**Text to read**:

So like, if you have a song by Dr Dre featuring Eminem, Lil Kim, Snoop Dogg, and DatBoi... the specific song on the song table has a OneToMany Relationship to the artist table?

void otter
#

Yes

torn sphinx
#

What if you wanted to differentiate between the head artist and the featuring artists? Would each song then have its own table with two columns, one with a OneToOne for the Main Artist and OneToMany for featured artists?

cerulean pendant
#

songs <-> artist is somehow many to many, then you can add data to the relation table

torn sphinx
#

Hrm, I think at this point the main thing that would help me understand database relations any better is to see as many example databases with accompanying PSQL/SQL as possible.

#

Are there any good repos or lists of such things that helped you guys?

upbeat lily
#

The way I learned databases somewhat properly was reading through Wikipedia articles during my database lectures

#

they have a lot of good examples there for things like normalisation

torn sphinx
#

Never would have guessed.

#

A database lecture might be exactly what I need! Im going to look on YouTube.

#

Look who it is.

#

I should have remembered that this guy generally has great content on this kinda stuff I never got around to back when I used to watch his old videos.

**Directives**:
(a) Answer these questions from the forum thread on database relations:
(i) What kind of relationship does cerulean pendant say exists between songs and artists?
(ii) What did upbeat lily read during database lectures?
(iii) Where does torn sphinx plan to search for a database lecture?
(b) Carry on the forum thread on database relations, starting after its final post.
The data that comes next has no connection to the forum thread on database relations.

**Recorded information**:
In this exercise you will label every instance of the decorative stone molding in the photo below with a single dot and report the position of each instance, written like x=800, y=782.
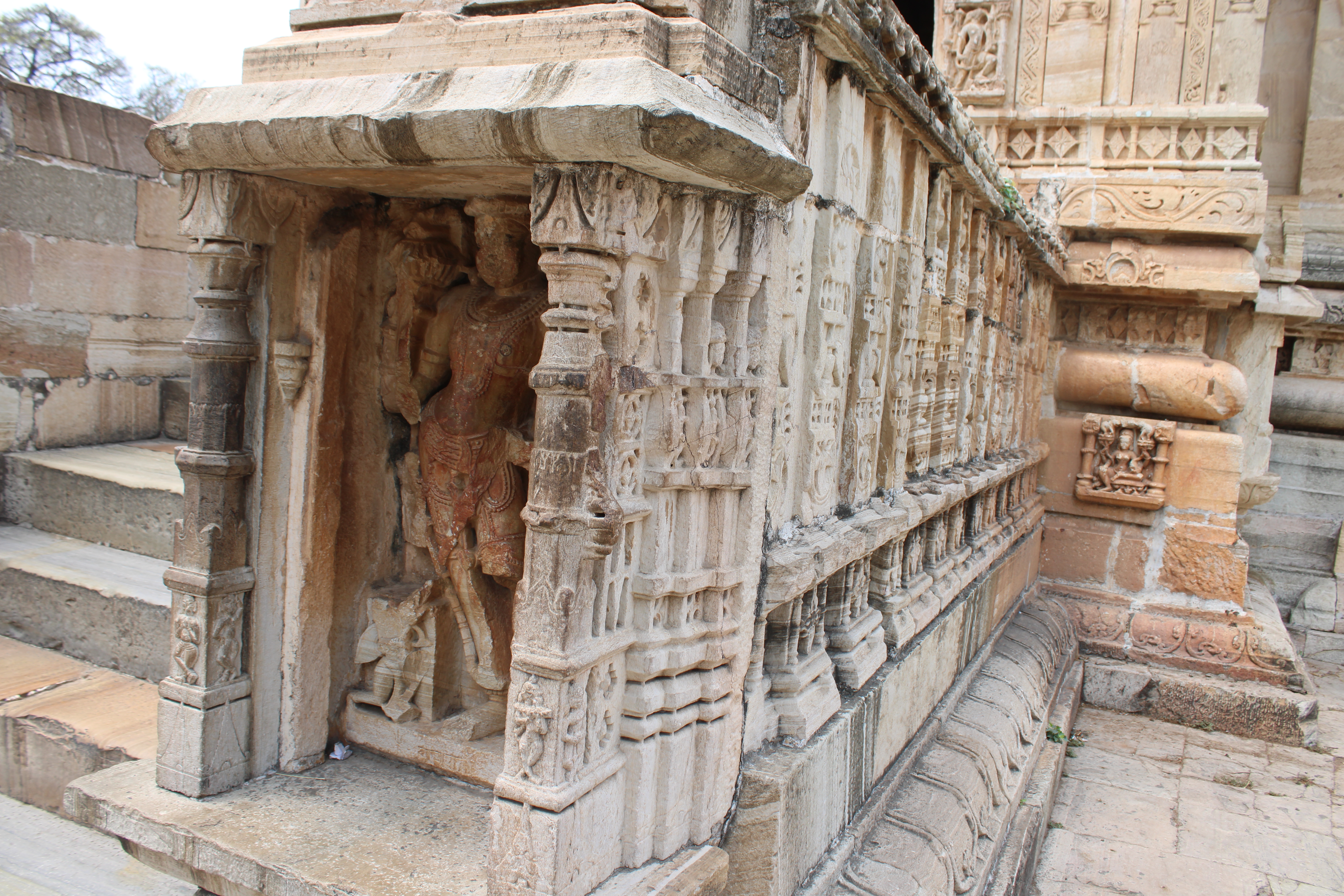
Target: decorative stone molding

**Answers below**:
(a)
(i) Many to many, with data that can be added to the relation table.
(ii) Wikipedia articles.
(iii) YouTube.

(b)
solemn ridge
#

Hi I am trying to update a user row using SQLAlchemy

#

When trying to update the user's attributes I am getting this:

#

userobject.username = str(User.username) AttributeError: can't set attribute

#

Please help me I have been stuck for hours

torn sphinx
#

hey guys

#

how do mobile applications use databases.. like, I'm not familiar with the concepts.. to me it seems like a lot of clients to service.. and I'd like to understand how it works

#

also, what's partitioning and indexing in this context

rain wagon
#

they mostly use sqlite as a local db

#

and use a rest api for accessing data online

#

Because having database access tokens such as passwords in an app in the hands of a user is not advisable

torn sphinx
#

ok rest api.. check..

#

but how does one DB service so many clients (same app running on thousands of phones)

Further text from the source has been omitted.